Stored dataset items

________________________________________

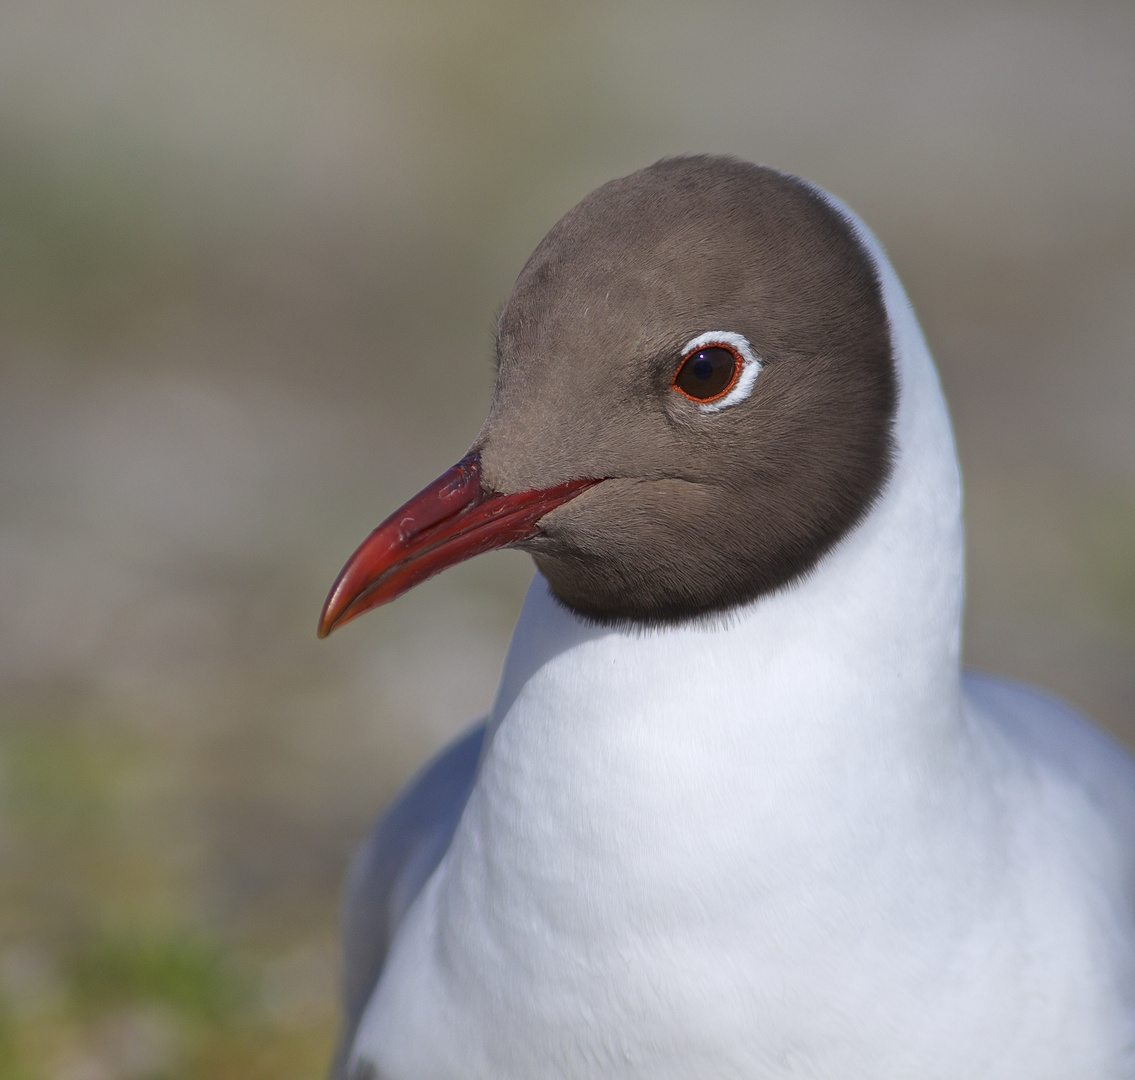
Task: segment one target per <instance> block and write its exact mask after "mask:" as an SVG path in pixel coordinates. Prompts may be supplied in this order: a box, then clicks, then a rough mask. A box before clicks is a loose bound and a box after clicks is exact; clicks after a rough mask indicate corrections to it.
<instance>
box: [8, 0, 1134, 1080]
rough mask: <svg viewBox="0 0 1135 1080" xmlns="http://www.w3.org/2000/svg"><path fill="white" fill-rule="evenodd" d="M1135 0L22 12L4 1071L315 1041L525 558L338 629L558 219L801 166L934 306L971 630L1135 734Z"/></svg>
mask: <svg viewBox="0 0 1135 1080" xmlns="http://www.w3.org/2000/svg"><path fill="white" fill-rule="evenodd" d="M1133 56H1135V6H1133V5H1130V3H1128V2H1125V0H1124V2H1117V3H1112V5H1108V3H1096V2H1091V0H1087V2H1085V0H1067V2H1042V3H1014V2H1000V3H980V2H974V3H969V2H951V3H931V2H923V3H915V2H858V3H848V2H835V0H831V2H827V3H823V2H802V3H801V2H793V3H789V2H787V0H785V2H768V3H764V2H725V0H703V2H699V3H697V5H692V3H666V2H650V3H647V2H638V3H636V2H627V0H615V2H611V0H608V2H604V3H587V2H575V3H561V5H553V3H523V2H508V0H501V2H498V0H481V2H477V3H472V2H438V0H429V2H422V0H418V2H407V0H406V2H403V0H372V2H368V3H362V2H356V0H322V2H319V3H316V2H313V0H275V2H271V3H269V2H267V0H226V2H219V0H195V2H187V0H168V2H162V3H153V2H144V0H102V2H100V3H98V5H89V3H81V2H76V0H3V3H2V5H0V643H2V647H0V1078H5V1080H44V1078H52V1080H54V1078H58V1080H116V1078H123V1080H176V1078H191V1077H192V1078H200V1077H210V1078H211V1080H225V1078H234V1080H236V1078H239V1080H258V1078H266V1080H268V1078H272V1080H288V1078H316V1077H320V1075H322V1072H323V1069H325V1066H326V1060H327V1056H328V1054H329V1053H330V1046H331V1041H333V1038H334V1030H335V1015H336V1014H335V1007H336V1002H335V982H336V977H337V959H336V950H335V909H336V903H337V896H338V891H339V883H341V879H342V877H343V872H344V869H345V864H346V860H347V858H348V855H350V852H351V851H352V849H353V846H354V845H355V843H356V842H358V841H359V838H360V837H361V835H362V834H363V832H364V829H365V828H367V825H368V822H369V821H370V820H371V819H372V817H373V816H375V813H376V812H377V811H378V810H379V808H380V807H381V805H382V803H384V802H385V801H386V799H388V798H389V795H390V794H392V793H393V791H394V790H395V787H396V786H397V785H398V784H400V783H401V782H402V781H403V779H404V778H405V777H406V776H407V775H409V773H410V771H411V770H413V769H414V768H415V767H417V765H418V763H420V762H421V760H422V759H423V758H424V757H426V756H427V754H428V753H429V752H430V751H431V750H432V749H434V748H436V746H437V745H439V744H440V743H442V742H443V741H444V740H446V739H448V737H449V736H451V735H452V734H453V733H455V732H457V731H459V729H460V728H462V727H463V726H464V725H465V724H466V723H469V720H471V719H472V718H473V717H476V716H477V715H478V714H480V712H482V711H484V710H485V709H486V708H487V707H488V704H489V702H490V699H491V695H493V691H494V689H495V684H496V678H497V675H498V672H499V666H501V661H502V659H503V656H504V650H505V648H506V644H507V639H508V633H510V628H511V625H512V622H513V619H514V617H515V614H516V611H518V608H519V605H520V601H521V598H522V594H523V591H524V588H526V584H527V582H528V580H529V577H530V574H531V567H530V564H529V562H528V559H527V557H526V556H523V555H520V554H516V552H501V554H497V555H494V556H489V557H482V558H480V559H478V560H476V562H474V563H471V564H468V565H465V566H462V567H459V568H456V569H453V571H451V572H448V573H447V574H446V575H444V576H443V577H440V579H438V580H435V581H434V582H431V583H429V584H427V585H424V587H422V588H421V589H419V590H417V591H415V592H414V593H412V594H410V596H407V597H406V598H404V599H402V600H400V601H398V602H397V604H396V605H394V606H393V607H389V608H386V609H382V610H380V611H378V613H375V614H372V615H370V616H368V617H367V618H365V619H363V621H361V622H360V623H359V624H355V625H352V626H351V627H350V628H348V630H346V631H345V632H342V633H339V634H336V635H335V636H334V638H333V639H331V640H329V641H326V642H317V640H316V636H314V625H316V617H317V614H318V611H319V607H320V605H321V602H322V599H323V596H325V593H326V590H327V588H328V587H329V585H330V582H331V580H333V579H334V576H335V574H336V572H337V571H338V568H339V566H341V565H342V563H343V560H344V559H345V557H346V556H347V555H348V554H350V552H351V550H352V549H353V548H354V546H355V545H356V543H358V542H359V541H360V540H361V539H362V537H363V535H365V533H367V532H368V531H369V530H370V529H371V528H372V526H373V525H375V524H377V522H378V521H379V520H380V518H381V517H384V516H386V514H387V513H388V512H389V511H390V509H393V508H394V506H395V505H397V503H400V501H401V500H403V499H404V498H406V497H409V496H410V495H411V493H413V492H414V491H417V490H418V488H419V487H421V486H422V484H423V483H426V482H427V481H429V480H430V479H432V478H434V476H435V475H437V474H438V473H439V472H442V471H443V470H444V469H445V467H446V466H448V465H449V464H451V463H452V462H453V461H455V459H456V458H457V457H460V456H461V454H462V453H463V452H464V449H465V448H466V446H468V445H469V442H470V441H471V440H472V438H473V436H474V433H476V432H477V429H478V427H479V424H480V420H481V417H482V414H484V412H485V408H486V406H487V403H488V399H489V394H490V391H491V377H493V369H491V361H490V340H491V327H493V320H494V315H495V312H496V310H497V306H498V305H499V303H501V302H502V301H503V298H504V297H505V295H506V293H507V290H508V287H510V285H511V281H512V279H513V277H514V276H515V273H516V272H518V270H519V269H520V267H521V264H522V262H523V260H524V259H526V256H527V255H528V253H529V251H530V250H531V248H532V246H533V245H535V244H536V242H537V241H538V239H539V238H540V237H541V236H543V234H544V233H545V231H546V230H547V228H548V227H549V226H550V225H552V223H553V222H554V221H555V220H556V219H557V218H558V217H560V214H562V213H563V212H564V211H565V210H566V209H567V208H569V206H571V205H572V204H573V203H574V202H575V201H577V200H579V199H580V197H581V196H582V195H585V194H586V193H587V192H588V191H590V189H591V188H592V187H595V186H597V185H598V184H600V183H602V182H604V180H606V179H609V178H611V177H613V176H617V175H621V174H624V172H628V171H630V170H632V169H636V168H638V167H640V166H644V164H646V163H648V162H650V161H653V160H655V159H657V158H658V157H662V155H664V154H671V153H679V152H688V151H712V152H728V153H734V154H739V155H741V157H743V158H748V159H751V160H757V161H762V162H765V163H768V164H773V166H776V167H779V168H782V169H787V170H791V171H796V172H799V174H801V175H804V176H806V177H808V178H810V179H813V180H815V182H818V183H819V184H822V185H823V186H825V187H827V188H830V189H831V191H832V192H834V193H835V194H838V195H839V196H840V197H842V199H843V200H844V201H847V202H848V203H849V204H850V205H851V206H854V208H855V209H856V210H858V211H859V213H860V214H861V216H863V217H864V218H865V219H866V221H867V222H868V223H869V225H871V226H872V227H873V228H874V229H875V231H876V233H877V235H878V236H880V238H881V239H882V242H883V244H884V245H885V246H886V247H888V250H889V251H890V253H891V256H892V260H893V262H894V264H896V267H897V269H898V271H899V273H900V276H901V277H902V278H903V280H905V281H906V284H907V287H908V289H909V292H910V294H911V297H913V299H914V304H915V307H916V309H917V310H918V312H919V314H920V318H922V320H923V323H924V327H925V329H926V332H927V335H928V338H930V341H931V346H932V349H933V351H934V353H935V355H936V356H938V358H939V362H940V366H941V371H942V378H943V381H944V385H945V389H947V394H948V397H949V399H950V404H951V408H952V412H953V417H955V422H956V425H957V434H958V441H959V446H960V454H961V461H962V469H964V473H965V479H966V498H967V515H968V530H969V604H968V616H967V625H966V650H967V657H968V660H969V663H970V664H972V665H975V666H978V667H983V668H987V669H991V670H994V672H999V673H1002V674H1007V675H1012V676H1018V677H1022V678H1026V680H1029V681H1033V682H1036V683H1040V684H1041V685H1043V686H1045V687H1048V689H1050V690H1052V691H1054V692H1057V693H1059V694H1062V695H1065V697H1066V698H1068V699H1070V700H1071V701H1073V702H1075V703H1076V704H1077V706H1079V707H1081V708H1083V709H1084V710H1086V711H1087V712H1088V714H1091V715H1092V716H1093V717H1095V718H1096V719H1098V720H1099V722H1100V723H1102V724H1103V725H1105V726H1107V727H1108V728H1110V729H1111V731H1112V732H1115V733H1116V734H1118V735H1119V736H1120V737H1121V739H1125V740H1127V741H1128V742H1129V743H1130V742H1132V741H1133V740H1135V423H1133V415H1135V364H1133V353H1135V183H1133V177H1135V64H1133V62H1132V57H1133Z"/></svg>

________________________________________

Problem:
Nothing but the lines from the first line of the records above to the line with "box: [8, 0, 1134, 1080]", inclusive, should be transcribed exactly, and the pictures must be left out.

Solution to this problem:
Task: segment one target per <instance> block and write its exact mask after "mask:" as an SVG path in pixel coordinates. Prompts may be supplied in this order: a box, then clicks, then a rough mask. A box before clicks is a loose bound and a box after clicks is exact; clicks after a rough mask indicate corrections to it.
<instance>
box: [8, 0, 1134, 1080]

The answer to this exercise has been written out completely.